Fish Speech released version 1.5 at the beginning of December. This version can be considered a significant upgrade compared to version 1.4. The main improvements in version 1.5 are as follows:
Multilingual and Cross-language Support
Version 1.5 has expanded support for multiple languages, including English, Japanese, Korean, Chinese, French, German, Arabic, and Spanish. Users only need to copy and paste multilingual text into the input box, and the system will automatically recognize and process it, eliminating language barriers.
Phoneme Independence
This model has strong generalization capabilities and does not rely on phonemes for text-to-speech conversion. It can handle text from any language script, ensuring higher flexibility and applicability.
High Accuracy
When processing a 5-minute English text, the model maintains a character error rate (CER) and word error rate (WER) of about 2%, ensuring high accuracy.

━━━━━━━━━━

• [QUESTIONS]
a. Please reproduce the part of the Fish Speech 1.5 passage that opens with the words "Fish Speech released" and closes with "flexibility and applicability.".
b. List every language that the Fish Speech 1.5 passage names as supported in version 1.5.
The data after this point is separate from the Fish Speech 1.5 passage.

━━━━━━━━━━

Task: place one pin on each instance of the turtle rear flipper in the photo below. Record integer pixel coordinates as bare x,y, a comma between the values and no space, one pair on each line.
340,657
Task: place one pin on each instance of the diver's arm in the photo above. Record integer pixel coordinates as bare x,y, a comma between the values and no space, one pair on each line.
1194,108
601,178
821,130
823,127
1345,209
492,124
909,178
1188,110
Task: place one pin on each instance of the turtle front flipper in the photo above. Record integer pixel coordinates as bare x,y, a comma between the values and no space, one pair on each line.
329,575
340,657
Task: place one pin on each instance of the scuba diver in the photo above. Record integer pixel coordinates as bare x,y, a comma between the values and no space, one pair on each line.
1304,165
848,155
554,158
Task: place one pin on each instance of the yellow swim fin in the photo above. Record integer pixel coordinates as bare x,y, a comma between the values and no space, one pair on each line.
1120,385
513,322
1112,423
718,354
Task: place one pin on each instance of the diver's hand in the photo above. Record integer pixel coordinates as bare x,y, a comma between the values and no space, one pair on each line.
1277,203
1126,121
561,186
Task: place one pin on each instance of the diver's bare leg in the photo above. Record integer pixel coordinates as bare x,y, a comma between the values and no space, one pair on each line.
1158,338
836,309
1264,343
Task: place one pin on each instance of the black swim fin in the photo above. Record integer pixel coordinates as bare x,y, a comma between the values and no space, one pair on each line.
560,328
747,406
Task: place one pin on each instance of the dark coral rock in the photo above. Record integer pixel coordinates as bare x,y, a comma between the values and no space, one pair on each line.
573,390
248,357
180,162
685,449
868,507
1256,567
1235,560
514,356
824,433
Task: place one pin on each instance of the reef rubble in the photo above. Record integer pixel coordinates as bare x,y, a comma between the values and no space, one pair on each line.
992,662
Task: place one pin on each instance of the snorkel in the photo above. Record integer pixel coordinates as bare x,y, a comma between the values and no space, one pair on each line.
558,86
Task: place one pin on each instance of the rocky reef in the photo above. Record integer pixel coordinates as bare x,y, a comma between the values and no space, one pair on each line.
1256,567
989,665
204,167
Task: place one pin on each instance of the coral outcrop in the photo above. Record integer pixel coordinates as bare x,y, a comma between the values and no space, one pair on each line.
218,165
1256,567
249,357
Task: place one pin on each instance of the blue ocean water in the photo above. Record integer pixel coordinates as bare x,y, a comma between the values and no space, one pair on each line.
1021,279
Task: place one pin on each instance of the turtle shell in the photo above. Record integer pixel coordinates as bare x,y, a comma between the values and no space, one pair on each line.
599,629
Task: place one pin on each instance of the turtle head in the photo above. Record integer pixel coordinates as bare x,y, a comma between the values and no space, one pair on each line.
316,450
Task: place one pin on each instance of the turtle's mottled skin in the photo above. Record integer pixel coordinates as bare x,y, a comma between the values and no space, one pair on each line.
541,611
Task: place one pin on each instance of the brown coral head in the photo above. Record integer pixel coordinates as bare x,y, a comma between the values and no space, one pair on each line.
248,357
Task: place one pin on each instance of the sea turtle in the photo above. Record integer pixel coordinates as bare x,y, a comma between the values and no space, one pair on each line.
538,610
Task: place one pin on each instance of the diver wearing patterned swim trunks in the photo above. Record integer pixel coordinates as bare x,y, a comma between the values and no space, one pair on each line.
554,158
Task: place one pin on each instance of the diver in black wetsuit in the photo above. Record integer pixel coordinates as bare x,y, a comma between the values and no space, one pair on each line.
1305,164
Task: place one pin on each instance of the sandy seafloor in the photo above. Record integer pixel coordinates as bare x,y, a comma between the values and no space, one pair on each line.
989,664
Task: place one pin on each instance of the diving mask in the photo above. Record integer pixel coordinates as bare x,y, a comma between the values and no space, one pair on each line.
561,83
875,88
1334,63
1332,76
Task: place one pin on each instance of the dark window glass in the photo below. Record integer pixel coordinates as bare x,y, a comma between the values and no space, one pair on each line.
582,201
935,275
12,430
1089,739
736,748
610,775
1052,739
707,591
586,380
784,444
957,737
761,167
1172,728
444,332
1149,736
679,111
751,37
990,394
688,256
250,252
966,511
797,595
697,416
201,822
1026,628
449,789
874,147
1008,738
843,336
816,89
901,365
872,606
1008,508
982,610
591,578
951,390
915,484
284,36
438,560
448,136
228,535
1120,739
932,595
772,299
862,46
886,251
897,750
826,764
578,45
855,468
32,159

━━━━━━━━━━

• [RESPONSES TO THE EXERCISE]
a.
Fish Speech released version 1.5 at the beginning of December. This version can be considered a significant upgrade compared to version 1.4. The main improvements in version 1.5 are as follows:
Multilingual and Cross-language Support
Version 1.5 has expanded support for multiple languages, including English, Japanese, Korean, Chinese, French, German, Arabic, and Spanish. Users only need to copy and paste multilingual text into the input box, and the system will automatically recognize and process it, eliminating language barriers.
Phoneme Independence
This model has strong generalization capabilities and does not rely on phonemes for text-to-speech conversion. It can handle text from any language script, ensuring higher flexibility and applicability.

b. English, Japanese, Korean, Chinese, French, German, Arabic, Spanish